** Begin STORED DATA **

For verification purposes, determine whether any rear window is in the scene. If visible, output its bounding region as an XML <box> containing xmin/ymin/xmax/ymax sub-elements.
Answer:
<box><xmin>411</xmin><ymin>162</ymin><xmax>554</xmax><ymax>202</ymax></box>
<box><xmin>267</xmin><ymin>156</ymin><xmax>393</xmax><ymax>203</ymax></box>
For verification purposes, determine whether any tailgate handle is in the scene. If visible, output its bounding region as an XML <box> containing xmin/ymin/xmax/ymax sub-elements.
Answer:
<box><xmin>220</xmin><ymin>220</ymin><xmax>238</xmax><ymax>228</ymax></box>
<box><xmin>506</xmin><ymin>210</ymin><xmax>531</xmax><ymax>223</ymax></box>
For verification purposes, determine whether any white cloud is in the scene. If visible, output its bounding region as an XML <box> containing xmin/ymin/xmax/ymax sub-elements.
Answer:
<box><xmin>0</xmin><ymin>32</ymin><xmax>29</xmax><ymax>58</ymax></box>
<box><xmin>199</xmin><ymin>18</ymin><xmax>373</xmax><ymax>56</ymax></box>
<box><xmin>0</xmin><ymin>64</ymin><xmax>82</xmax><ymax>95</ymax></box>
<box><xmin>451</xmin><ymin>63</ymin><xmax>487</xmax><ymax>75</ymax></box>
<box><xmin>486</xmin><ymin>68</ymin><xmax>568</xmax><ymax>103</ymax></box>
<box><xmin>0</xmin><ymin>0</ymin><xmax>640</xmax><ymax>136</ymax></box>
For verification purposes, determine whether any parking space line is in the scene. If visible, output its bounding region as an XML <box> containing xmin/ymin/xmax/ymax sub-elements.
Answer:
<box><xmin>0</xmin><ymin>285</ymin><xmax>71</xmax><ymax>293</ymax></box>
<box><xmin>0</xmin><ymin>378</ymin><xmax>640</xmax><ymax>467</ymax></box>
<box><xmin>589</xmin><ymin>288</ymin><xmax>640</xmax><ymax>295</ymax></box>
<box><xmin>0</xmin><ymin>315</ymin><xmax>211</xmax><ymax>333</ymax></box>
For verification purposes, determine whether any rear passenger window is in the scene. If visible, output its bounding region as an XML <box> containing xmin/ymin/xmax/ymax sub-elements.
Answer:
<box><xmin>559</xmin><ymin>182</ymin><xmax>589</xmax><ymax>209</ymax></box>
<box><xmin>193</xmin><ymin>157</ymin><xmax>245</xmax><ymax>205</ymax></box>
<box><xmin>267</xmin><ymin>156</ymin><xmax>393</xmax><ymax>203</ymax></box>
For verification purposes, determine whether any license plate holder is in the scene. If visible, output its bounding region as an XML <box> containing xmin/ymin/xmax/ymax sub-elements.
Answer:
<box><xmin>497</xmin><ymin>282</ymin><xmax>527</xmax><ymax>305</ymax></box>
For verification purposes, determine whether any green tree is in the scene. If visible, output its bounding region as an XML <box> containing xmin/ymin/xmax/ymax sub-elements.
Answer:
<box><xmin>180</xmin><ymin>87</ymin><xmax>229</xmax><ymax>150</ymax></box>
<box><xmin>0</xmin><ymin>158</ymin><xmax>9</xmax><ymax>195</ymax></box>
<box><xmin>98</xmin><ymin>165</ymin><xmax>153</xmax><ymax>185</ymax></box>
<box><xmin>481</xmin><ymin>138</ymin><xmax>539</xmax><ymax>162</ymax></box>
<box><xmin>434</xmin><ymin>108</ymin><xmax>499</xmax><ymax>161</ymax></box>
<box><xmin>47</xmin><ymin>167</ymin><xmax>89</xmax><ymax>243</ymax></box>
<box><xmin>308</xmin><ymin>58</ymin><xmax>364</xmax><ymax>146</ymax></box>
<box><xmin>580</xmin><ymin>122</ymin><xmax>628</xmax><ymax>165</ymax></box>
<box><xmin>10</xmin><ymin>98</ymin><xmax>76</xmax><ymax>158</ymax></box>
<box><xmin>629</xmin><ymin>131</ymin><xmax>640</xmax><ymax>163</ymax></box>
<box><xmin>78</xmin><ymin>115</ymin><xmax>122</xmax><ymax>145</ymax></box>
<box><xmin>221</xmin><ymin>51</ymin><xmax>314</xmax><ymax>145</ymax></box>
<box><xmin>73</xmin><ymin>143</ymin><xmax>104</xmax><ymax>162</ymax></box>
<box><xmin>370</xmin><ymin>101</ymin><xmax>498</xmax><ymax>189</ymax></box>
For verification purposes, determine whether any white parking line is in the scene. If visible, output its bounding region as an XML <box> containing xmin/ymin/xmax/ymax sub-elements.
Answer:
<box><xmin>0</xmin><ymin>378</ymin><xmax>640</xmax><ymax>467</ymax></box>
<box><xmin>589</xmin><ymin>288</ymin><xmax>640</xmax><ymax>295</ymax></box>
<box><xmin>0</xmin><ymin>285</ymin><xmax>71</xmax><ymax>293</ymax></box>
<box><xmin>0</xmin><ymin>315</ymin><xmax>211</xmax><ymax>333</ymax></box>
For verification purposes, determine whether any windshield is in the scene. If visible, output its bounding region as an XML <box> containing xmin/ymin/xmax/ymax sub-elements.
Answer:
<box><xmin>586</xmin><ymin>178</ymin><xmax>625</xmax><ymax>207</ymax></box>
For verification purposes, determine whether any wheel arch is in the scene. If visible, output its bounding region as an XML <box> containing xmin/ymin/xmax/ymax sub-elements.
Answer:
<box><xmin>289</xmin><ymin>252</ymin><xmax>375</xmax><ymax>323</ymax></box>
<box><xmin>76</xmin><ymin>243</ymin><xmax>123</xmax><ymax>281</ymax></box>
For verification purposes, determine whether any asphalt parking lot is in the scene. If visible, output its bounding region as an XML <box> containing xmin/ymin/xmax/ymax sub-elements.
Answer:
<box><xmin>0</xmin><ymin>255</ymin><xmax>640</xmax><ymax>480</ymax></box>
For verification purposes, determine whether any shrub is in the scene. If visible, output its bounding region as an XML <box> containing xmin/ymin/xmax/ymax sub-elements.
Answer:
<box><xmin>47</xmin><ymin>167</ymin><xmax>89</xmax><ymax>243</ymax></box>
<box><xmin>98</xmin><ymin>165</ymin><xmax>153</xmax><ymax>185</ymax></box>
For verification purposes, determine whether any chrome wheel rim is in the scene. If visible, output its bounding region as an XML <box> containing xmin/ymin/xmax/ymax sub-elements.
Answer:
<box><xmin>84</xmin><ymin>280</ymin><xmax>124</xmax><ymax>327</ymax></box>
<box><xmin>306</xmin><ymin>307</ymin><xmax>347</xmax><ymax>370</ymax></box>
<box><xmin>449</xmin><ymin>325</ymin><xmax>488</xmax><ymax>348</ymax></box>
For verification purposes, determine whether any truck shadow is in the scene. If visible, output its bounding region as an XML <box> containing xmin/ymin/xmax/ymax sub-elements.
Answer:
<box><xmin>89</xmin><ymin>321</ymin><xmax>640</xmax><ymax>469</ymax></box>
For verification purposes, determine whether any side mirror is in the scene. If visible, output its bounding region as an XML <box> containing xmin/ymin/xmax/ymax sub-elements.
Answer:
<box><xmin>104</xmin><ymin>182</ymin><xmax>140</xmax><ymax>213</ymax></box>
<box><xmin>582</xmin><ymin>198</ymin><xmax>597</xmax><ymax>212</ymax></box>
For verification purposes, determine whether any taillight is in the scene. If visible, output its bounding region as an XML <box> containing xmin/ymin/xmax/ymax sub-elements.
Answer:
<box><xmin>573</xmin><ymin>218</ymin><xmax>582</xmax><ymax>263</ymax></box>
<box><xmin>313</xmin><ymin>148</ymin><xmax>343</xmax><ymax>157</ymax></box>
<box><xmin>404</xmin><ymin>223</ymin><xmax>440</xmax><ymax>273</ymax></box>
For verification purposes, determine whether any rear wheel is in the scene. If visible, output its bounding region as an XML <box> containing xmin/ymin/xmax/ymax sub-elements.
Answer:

** End STORED DATA **

BRIEF: Turn the lines above into a numbered list, starting at the line that has "For verification purposes, determine whether any rear wheel" and continuing through the end of the items. Skip any blank lines.

FINISHED ANSWER:
1. For verification purposes, determine whether any rear wheel is in the scene. If visible, output its bounding region as an XML <box> containing xmin/ymin/xmax/ymax sub-elements.
2. Answer:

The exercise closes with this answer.